▶ _EXERCISE BRIEF_: Render the listing below as a two-column CSV with the headers text and answer, beginning at the line that contains "Reviewer note. Confirm that each instance of the eroded" and stopping after the line that contains "<point>510,155</point>". Give one row for each text and the answer beneath it, putting each in a single quoted field with line breaks replaced by spaces.

▶ _RECORDS FOR THE EXERCISE_:
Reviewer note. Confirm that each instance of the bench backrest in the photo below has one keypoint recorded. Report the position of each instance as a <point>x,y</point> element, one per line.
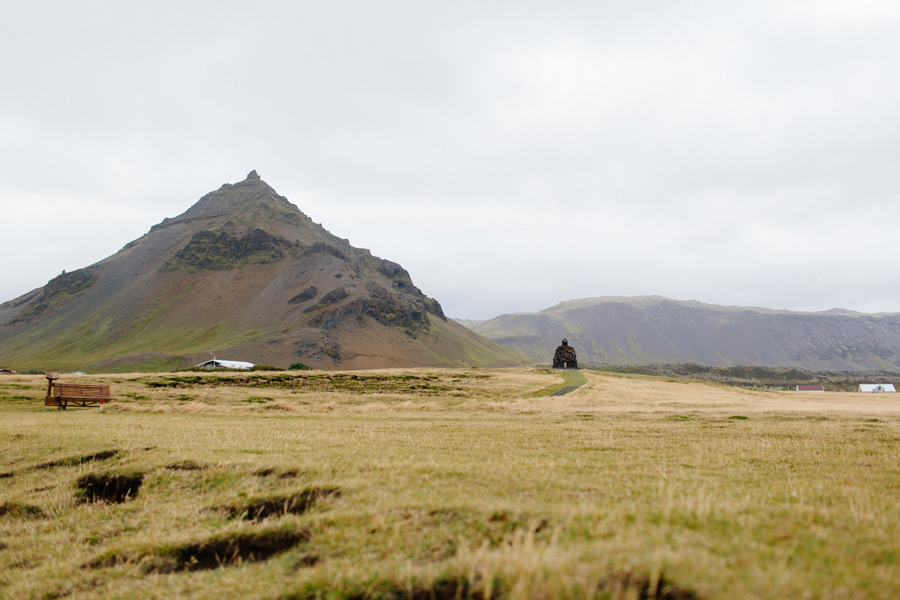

--

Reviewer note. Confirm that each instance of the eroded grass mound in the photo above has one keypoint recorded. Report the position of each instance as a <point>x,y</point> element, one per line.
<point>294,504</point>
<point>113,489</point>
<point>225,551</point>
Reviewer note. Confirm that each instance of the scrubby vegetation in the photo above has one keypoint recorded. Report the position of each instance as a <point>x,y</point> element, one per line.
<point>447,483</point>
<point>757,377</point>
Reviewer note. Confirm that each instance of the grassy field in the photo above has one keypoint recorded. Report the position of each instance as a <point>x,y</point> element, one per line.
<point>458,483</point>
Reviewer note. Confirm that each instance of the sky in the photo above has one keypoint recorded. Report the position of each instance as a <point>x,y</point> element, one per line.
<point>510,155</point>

...

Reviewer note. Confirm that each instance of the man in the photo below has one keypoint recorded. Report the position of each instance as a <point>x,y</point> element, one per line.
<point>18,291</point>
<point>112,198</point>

▶ _OUTPUT BELOW_:
text,answer
"Reviewer note. Confirm that each instance of the eroded grass mound in the photo above has one keypoint recorded. Report the position of each instance as a <point>x,y</point> element, one per line.","<point>294,504</point> <point>113,489</point> <point>225,551</point>"
"Reviewer note. Confirm that each instance of the scrubby vegetation in the photo above has one keypoint recorded. Report the position of each instance as a <point>x,y</point> element, one per line.","<point>447,483</point> <point>757,377</point>"
"Reviewer note. Confirm that each instance of the grassy field in the photo above has one keypoint recorded. Report the position of each instance as a <point>x,y</point> element, one per line.","<point>458,483</point>"
"Reviewer note. Confirm that each instance of the sky in the photo above has one keypoint recorded. Report the position of each instance as a <point>x,y</point> element, one per line.","<point>510,155</point>"